**Work order**
Exactly as written, output each of the lines below, with no images.

**Supplied data**

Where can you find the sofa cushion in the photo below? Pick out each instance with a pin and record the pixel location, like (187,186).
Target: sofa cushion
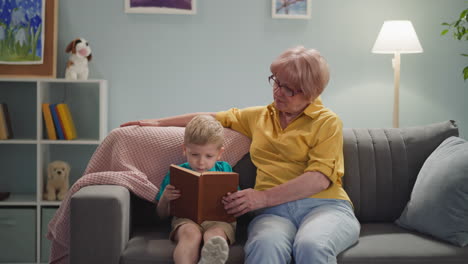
(379,243)
(439,201)
(381,166)
(151,245)
(387,243)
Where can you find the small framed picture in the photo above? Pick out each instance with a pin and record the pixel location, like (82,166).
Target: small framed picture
(299,9)
(184,7)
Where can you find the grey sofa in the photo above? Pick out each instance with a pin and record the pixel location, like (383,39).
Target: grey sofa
(111,225)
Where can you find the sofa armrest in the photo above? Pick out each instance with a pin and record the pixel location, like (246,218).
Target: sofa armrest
(99,224)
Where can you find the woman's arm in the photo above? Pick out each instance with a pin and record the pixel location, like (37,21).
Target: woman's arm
(306,185)
(178,121)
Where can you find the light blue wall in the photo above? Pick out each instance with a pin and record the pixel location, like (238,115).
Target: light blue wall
(160,65)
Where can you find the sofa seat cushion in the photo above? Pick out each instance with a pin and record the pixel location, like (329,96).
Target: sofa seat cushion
(153,246)
(388,243)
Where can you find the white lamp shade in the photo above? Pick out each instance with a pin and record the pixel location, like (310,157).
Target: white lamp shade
(397,36)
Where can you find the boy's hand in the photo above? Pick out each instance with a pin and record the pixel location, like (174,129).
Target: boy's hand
(170,193)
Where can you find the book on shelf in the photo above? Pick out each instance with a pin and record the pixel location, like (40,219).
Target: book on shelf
(48,122)
(3,125)
(8,121)
(202,193)
(55,117)
(67,121)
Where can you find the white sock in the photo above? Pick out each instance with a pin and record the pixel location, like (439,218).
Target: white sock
(215,251)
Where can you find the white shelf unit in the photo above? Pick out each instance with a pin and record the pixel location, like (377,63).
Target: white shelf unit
(24,159)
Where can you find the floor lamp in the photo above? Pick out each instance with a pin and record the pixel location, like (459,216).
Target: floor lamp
(397,37)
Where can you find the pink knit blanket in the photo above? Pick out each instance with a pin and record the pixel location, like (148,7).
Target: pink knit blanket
(136,158)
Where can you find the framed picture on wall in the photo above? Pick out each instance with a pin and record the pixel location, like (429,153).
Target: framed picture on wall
(28,39)
(299,9)
(184,7)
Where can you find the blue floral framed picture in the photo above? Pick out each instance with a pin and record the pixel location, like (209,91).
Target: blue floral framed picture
(299,9)
(28,38)
(184,7)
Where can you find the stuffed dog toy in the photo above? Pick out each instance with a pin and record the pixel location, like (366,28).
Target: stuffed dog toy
(57,180)
(77,65)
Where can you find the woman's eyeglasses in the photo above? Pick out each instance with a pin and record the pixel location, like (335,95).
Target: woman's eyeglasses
(285,89)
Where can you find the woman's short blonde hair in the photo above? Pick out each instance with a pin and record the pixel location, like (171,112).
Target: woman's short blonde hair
(204,129)
(302,69)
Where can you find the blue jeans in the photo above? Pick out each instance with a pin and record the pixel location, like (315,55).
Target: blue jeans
(311,230)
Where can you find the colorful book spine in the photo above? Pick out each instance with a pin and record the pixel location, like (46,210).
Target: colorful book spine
(3,125)
(55,117)
(67,121)
(48,121)
(8,121)
(65,136)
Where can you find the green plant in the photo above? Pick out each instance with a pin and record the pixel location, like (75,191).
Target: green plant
(460,32)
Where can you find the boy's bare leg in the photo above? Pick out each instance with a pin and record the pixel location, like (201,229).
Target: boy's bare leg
(214,231)
(188,238)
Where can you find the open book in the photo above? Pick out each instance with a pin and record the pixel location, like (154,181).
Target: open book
(202,193)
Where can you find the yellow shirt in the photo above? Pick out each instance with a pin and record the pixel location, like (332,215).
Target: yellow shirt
(313,141)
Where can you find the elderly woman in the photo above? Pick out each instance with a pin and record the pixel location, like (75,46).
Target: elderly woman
(300,208)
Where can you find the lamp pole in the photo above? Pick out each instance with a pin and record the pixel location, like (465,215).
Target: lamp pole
(396,94)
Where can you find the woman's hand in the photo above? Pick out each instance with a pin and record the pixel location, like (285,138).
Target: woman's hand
(244,201)
(146,122)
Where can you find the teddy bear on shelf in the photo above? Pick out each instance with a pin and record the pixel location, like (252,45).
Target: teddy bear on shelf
(77,65)
(57,180)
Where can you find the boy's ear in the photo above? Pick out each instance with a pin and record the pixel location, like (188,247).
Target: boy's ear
(221,150)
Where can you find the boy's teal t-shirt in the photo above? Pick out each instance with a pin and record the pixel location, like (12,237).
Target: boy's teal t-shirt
(219,166)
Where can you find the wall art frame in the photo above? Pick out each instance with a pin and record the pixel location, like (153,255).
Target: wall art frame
(179,7)
(48,67)
(291,9)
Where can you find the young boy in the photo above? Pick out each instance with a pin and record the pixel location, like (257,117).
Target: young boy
(203,146)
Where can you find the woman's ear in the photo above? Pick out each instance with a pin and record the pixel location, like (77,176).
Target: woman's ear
(220,153)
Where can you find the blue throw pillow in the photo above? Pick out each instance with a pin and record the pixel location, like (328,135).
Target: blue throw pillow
(439,200)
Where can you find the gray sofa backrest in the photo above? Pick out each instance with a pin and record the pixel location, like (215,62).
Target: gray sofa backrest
(381,166)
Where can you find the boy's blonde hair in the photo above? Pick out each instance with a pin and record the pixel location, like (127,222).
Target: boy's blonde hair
(204,129)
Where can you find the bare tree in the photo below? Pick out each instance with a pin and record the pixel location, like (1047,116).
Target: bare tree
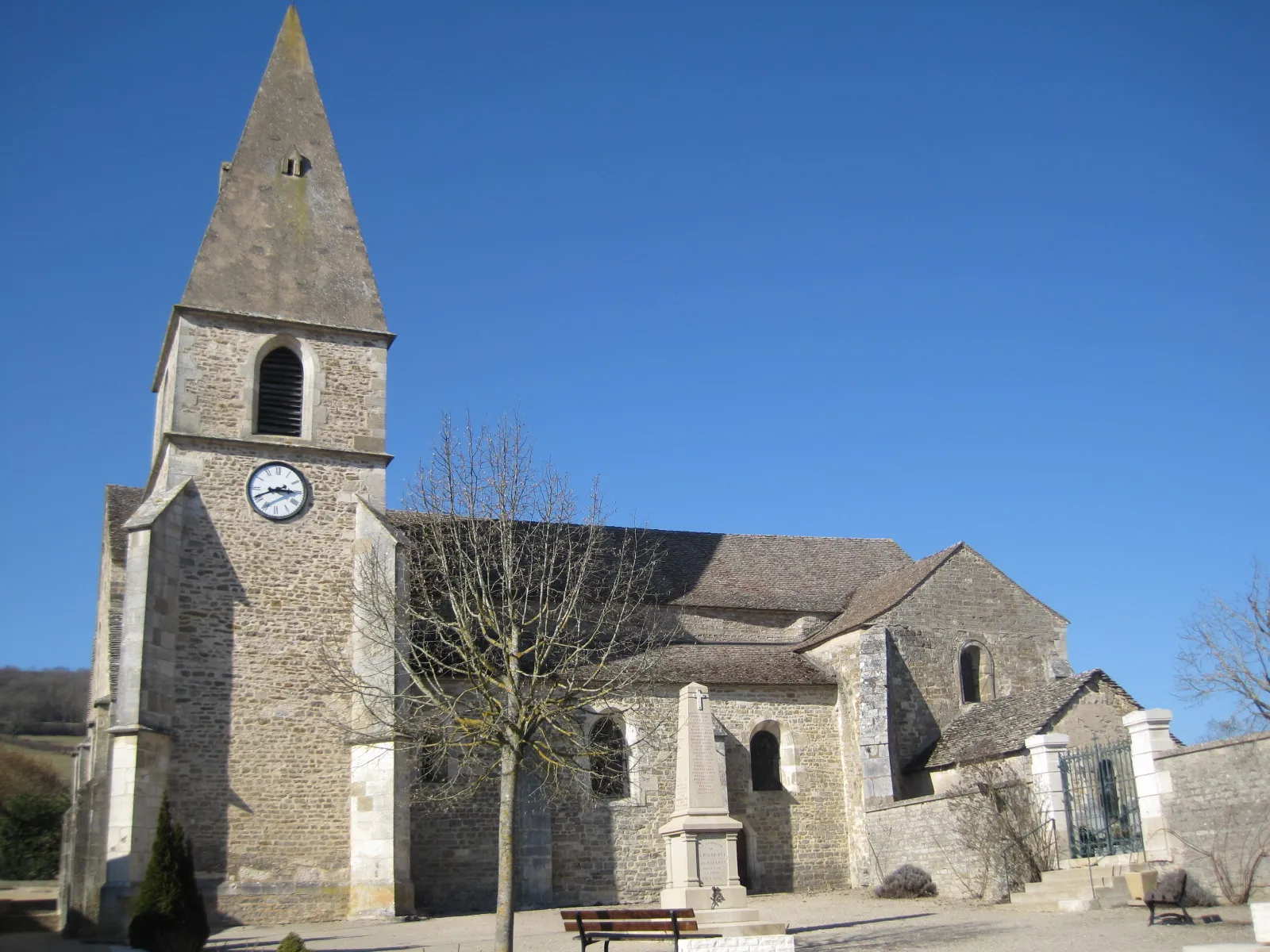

**Finished exercise**
Where can you find the sofa cushion in the photo below? Pick out each instance with a pin and record the pixel location, like (187,186).
Target: sofa cushion
(379,243)
(439,201)
(381,166)
(151,245)
(387,243)
Where can you find the small framed picture in the photo above? Pick out each instance with a pin and record the pixel location, like (82,166).
Target: small framed picture
(299,9)
(184,7)
Where can you find the grey sofa in the photo above? Pick out each instance with a pin and record the pixel location, like (383,39).
Target: grey sofa
(111,225)
Where can you find the sofa armrest in the photo above? Pick out each instance with a pin and record the pixel location, like (246,218).
Target: sofa armrest
(99,224)
Where can you find the woman's arm in the photo above? Pick out each instance with a pin and record the pixel location, like (37,21).
Target: woman's arm
(306,185)
(178,121)
Where can you find the light blue wall in the photo above? Pick out each instance with a pin and record the pixel location, like (238,115).
Target: light blue wall
(160,65)
Where can you find the sofa seat cushion in the photo above? Pick out each instance with a pin and record the pixel location, like (329,96).
Target: sofa seat cushion
(153,246)
(388,243)
Where can you find the white lamp shade in the photo above? Pick out each instance with a pin and record the pixel location, like (310,157).
Target: white lamp shade
(397,36)
Where can you find the boy's hand in the photo above? Pick out each instance with a pin and record the pixel location, like (174,129).
Target: boy's hand
(170,193)
Where can you find the book on shelf in the photo above? Pick out each instance with a pin and record the pixel location, like (40,219).
Target: book on shelf
(48,122)
(3,125)
(8,121)
(202,193)
(55,117)
(67,121)
Where can you find the white sock in the photo above? Pick out each instance with a pin and record the pixel location, like (439,218).
Target: white sock
(215,251)
Where can you find the white shelf unit in the photo above? Pick out each instance with a pin and record the pixel location, like (377,63).
Target: white shelf unit
(24,159)
Where can you find the floor lamp in the photo above? Pick out each instance with a pin and record the pixel location, like (459,216).
Target: floor lamp
(397,37)
Where can you find the pink knit blanket in the photo above? Pick out each instance with a pin and record the pixel location, like (148,7).
Target: pink knit blanket
(136,158)
Where can you find the framed picture on wall in the photo above? Pick out each instance with a pin and record the pixel location, like (429,153).
Target: framed picture on wall
(28,39)
(299,9)
(184,7)
Where can you find the blue floral framed picture in the photo above? Pick out each instance with a pin and record the pixel location, like (209,91).
Target: blue floral framed picture
(299,9)
(28,38)
(184,7)
Where can you find the stuffed dog toy in the photo above? Pick out each instance with a pin and record the pixel location, like (366,28).
Target: stuffed dog toy
(57,180)
(77,65)
Where can you find the woman's eyeglasses in the photo above? Pick out each instance with a pin and record the pixel location, like (335,95).
Target: woman's eyeglasses
(285,89)
Where can you find the woman's short blonde hair in the photo above? Pick out each instance with a pin and record the pixel location, like (171,112).
Target: woman's short blonde hair
(204,129)
(302,69)
Where can you find the blue jeans in the photo above? Pick out each instance with a pin and record the pixel location, like (315,55).
Target: blue jeans
(311,230)
Where can you find the colorful book spine in the photo above? Pick out each instance with a pin and record the pixel location, like (46,210).
Target: colorful book spine
(3,125)
(55,117)
(67,121)
(48,121)
(8,121)
(65,136)
Where can you find the green plant in the photo above? Pick out each instance with a pin and record the pixel location, like (75,191).
Target: green plant
(460,32)
Where can you find the boy's bare leg in the photo above? Pick out each instance with a pin and record the pixel location, like (201,229).
Target: boy's bare leg
(214,231)
(188,238)
Where can you find the open book in the photo above? Pick out each instance with a pin and record the pixel location, like (154,181).
Target: open book
(202,193)
Where can you find the yellow shirt in the photo above? Pick out each instance with a pin and record the pixel location, like (332,215).
Target: yellow shirt
(313,141)
Where can you find the elderly woman in the photo above? Pick out each instance with a pin and record the pixel location, like (75,46).
Target: elderly woman
(300,208)
Where can you find the lamp pole in the photo above? Pick out each instance with a pin and record the pixel location, like (465,215).
Target: lamp pole
(396,94)
Where can you find the woman's hand in the photo above? Pick out each instance with a pin and record the pixel location, like (285,138).
Target: woman's hand
(244,201)
(146,122)
Where can you find the teddy bear on shelf in the photo above? Pick out each instance with a pin and record the pixel location, like (252,45).
Target: teddy bear on shelf
(77,65)
(57,180)
Where can you find the boy's ear in the photo above? Pick out each instance with a pin and record the pixel location, like (188,247).
Target: boy's ear
(221,150)
Where can you find the boy's teal t-shirt in the photo above? Pick out each instance with a pin and record the pixel location, like (12,237).
Target: boy's teal t-shirt
(219,166)
Where can you find the wall art frame in the photo above? Pick out each instance with a pin and record the pixel location, like (153,255).
Target: wall art frame
(179,7)
(48,67)
(291,9)
Where can you find the young boy in the photo above? Pick out each instance with a pin and record the pixel location, like (257,117).
Target: young boy
(203,146)
Where can you find the woman's ear in the photo above? Pick out each instance with a pin and record the pixel location, like (77,176).
Target: woman's ear
(220,153)
Where can you find the blue throw pillow in the photo above? Pick out each instance with a pin and record the pixel location, like (328,135).
Target: blue throw pillow
(439,200)
Where can you find the gray sofa backrest in the photo above? Pick out each instance with a pin and record the pixel location, like (215,62).
Target: gray sofa backrest
(381,166)
Where can you find the boy's blonde hair in the photo above? Pick out each instance with a pin and record the pixel location, like (127,222).
Target: boy's blonde hair
(204,129)
Where can you find the bare tree in the photo below? Pick out each instance with a pin and record the pixel location, like (1047,116).
Target: bare tree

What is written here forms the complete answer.